_THE PROBLEM:_ Transcribe all of the material below word for word and leave out its pictures.

_DATA SUPPLIED:_
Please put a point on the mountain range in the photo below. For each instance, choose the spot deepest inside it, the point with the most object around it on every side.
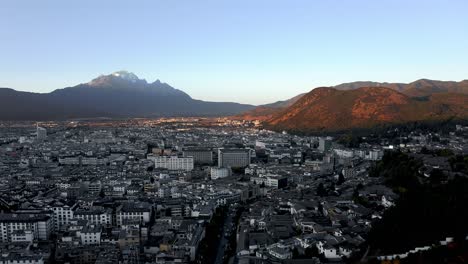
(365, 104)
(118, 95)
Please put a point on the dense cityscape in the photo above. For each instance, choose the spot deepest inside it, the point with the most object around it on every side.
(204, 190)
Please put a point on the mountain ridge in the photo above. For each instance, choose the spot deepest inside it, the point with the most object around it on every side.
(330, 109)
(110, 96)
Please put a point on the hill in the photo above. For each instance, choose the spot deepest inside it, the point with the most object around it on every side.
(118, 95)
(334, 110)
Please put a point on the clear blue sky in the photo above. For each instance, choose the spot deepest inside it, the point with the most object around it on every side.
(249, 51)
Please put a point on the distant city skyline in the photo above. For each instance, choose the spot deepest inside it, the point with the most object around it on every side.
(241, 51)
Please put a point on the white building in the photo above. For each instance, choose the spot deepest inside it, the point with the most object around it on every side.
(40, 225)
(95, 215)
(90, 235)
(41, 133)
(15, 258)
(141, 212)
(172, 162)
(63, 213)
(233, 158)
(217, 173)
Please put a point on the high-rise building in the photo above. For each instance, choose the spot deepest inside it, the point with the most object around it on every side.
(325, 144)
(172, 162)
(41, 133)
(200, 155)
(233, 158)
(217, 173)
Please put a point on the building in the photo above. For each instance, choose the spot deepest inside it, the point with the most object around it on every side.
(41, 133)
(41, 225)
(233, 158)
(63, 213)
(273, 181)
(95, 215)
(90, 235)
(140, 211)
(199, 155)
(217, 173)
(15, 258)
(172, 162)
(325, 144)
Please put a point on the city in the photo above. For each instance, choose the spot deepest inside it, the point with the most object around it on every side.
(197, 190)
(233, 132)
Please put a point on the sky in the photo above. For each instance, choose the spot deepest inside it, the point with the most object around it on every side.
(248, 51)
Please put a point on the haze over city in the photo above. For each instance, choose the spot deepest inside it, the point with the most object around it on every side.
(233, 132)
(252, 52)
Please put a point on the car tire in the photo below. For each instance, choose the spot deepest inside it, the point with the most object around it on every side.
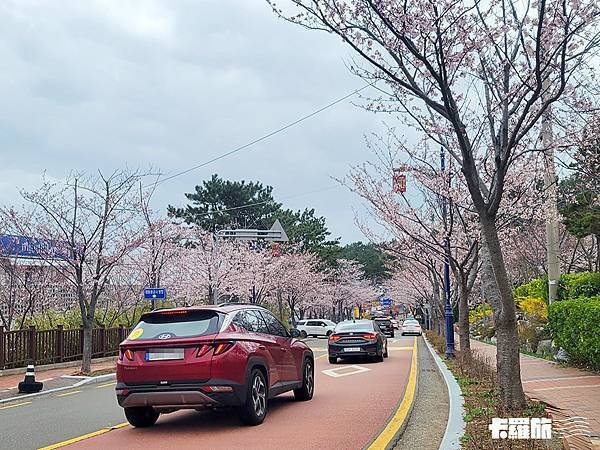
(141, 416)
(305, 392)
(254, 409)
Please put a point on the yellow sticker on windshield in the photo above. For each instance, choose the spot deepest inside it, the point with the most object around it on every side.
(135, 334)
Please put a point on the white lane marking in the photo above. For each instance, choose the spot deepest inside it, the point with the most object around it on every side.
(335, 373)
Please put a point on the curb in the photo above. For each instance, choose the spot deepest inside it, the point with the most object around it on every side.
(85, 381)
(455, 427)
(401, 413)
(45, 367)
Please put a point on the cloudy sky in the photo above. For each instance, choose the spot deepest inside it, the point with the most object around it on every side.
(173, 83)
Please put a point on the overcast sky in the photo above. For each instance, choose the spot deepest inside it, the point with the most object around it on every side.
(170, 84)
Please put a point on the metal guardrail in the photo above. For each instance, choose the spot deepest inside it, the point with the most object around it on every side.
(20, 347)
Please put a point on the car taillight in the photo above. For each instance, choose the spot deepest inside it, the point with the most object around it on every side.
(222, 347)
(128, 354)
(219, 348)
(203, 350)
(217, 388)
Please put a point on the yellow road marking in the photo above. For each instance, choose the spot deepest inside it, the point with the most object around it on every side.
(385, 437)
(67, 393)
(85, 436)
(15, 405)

_EXPECTED OUTPUT:_
Please put a point on the mountain range in the photo below. For each instance, choose the spot deepest inside it, the point with the most object around it on every side.
(365, 104)
(118, 95)
Please put a point on the dense cityscape in the photo above. For each instance, choose the spot deepest inside it, the point with the most object around it on every side.
(204, 190)
Please put a point on the mountain ridge in the photo above. For each instance, choose the spot deepest inside it, the point with the most object around it on every side.
(330, 109)
(110, 96)
Please put a point on the hill in the photo above. For each instance, choose the spot deepest inside it, the point with the most object around it on every side.
(118, 95)
(334, 110)
Please put a point on the clear blue sky in the photo above. For each instance, choose the spot deepest inside it, the point with the most object around it on every side.
(249, 51)
Please put a point on the distant city skyline in the photo above. For each instance, choose the spot deepest inside it, the point with the most object around it on every side.
(241, 51)
Please put a point on the white building in the photo above. For each instance, choose the spot deepest inside it, the point with the most object around it on every side.
(40, 225)
(95, 215)
(90, 235)
(41, 133)
(15, 258)
(141, 212)
(172, 162)
(63, 213)
(233, 158)
(217, 173)
Please put a point on the high-rise building in the photo above. For each instance, choose the spot deepest inside it, the point with the most object around it on every side.
(325, 144)
(172, 162)
(41, 133)
(200, 155)
(233, 158)
(217, 173)
Please put a point on the building in the photo above. For each instance, choose the spot deepest inside it, the point with the most object around it on every side.
(41, 133)
(41, 225)
(233, 158)
(63, 213)
(273, 181)
(95, 215)
(90, 235)
(140, 211)
(199, 155)
(217, 173)
(15, 258)
(172, 162)
(325, 144)
Please put a point on the city in the photo above. For each instance, choose the spot deepest inside it, the point with the most object around it on every side.
(197, 190)
(233, 132)
Please put a point on the sky in the photo above. For each instance, choose the spot deepest inside it, the point with the most object around it on every side.
(248, 51)
Please put a point on the haze over city in the photo above. For each instance, choose the spot deepest inside it, the point with the most object around it on every side.
(233, 132)
(252, 52)
Please put a point on the car tire in the photo below. For each instance, choose the spot deepest inside it, the point with the most object around it on every side.
(141, 416)
(305, 392)
(254, 409)
Please put a point on the yellow sticker on windshield in the photo above. For each instance, choose the spot deepest inside it, the point with the most object around it on every side.
(135, 334)
Please put a point on the white lane marking in the photo above. For each instance, choose the spot deepest inside it, the point with the most object around it on every side.
(335, 373)
Please put a point on the curb in the photo above. For each instance, choose the spot deepest inside it, the point with the most object around it on every side.
(85, 381)
(455, 427)
(401, 413)
(45, 367)
Please put a point on the cloudy sky in the photo above. For each instance, choose the spot deepest inside it, the point with the most object around it on every side.
(173, 83)
Please put a point on the overcast sky in the photo above. For each instance, choose the spot deepest inside it, the point with the most object around it on every side.
(170, 84)
Please put a point on the metal guardrail in the photo above. For each instance, choose the spot deepest inside it, the point with the most object around it on every side.
(20, 347)
Please put a point on the car taillight in the photo above. For each instance, choose the spot deepest inside it, the point with the most object around it on every side.
(222, 347)
(128, 354)
(219, 348)
(203, 350)
(217, 388)
Please put a point on the yellow road marking in the photo above. For each instance, choose the spot deepest inside it, the point with the most object around it on every side.
(385, 437)
(67, 393)
(85, 436)
(15, 405)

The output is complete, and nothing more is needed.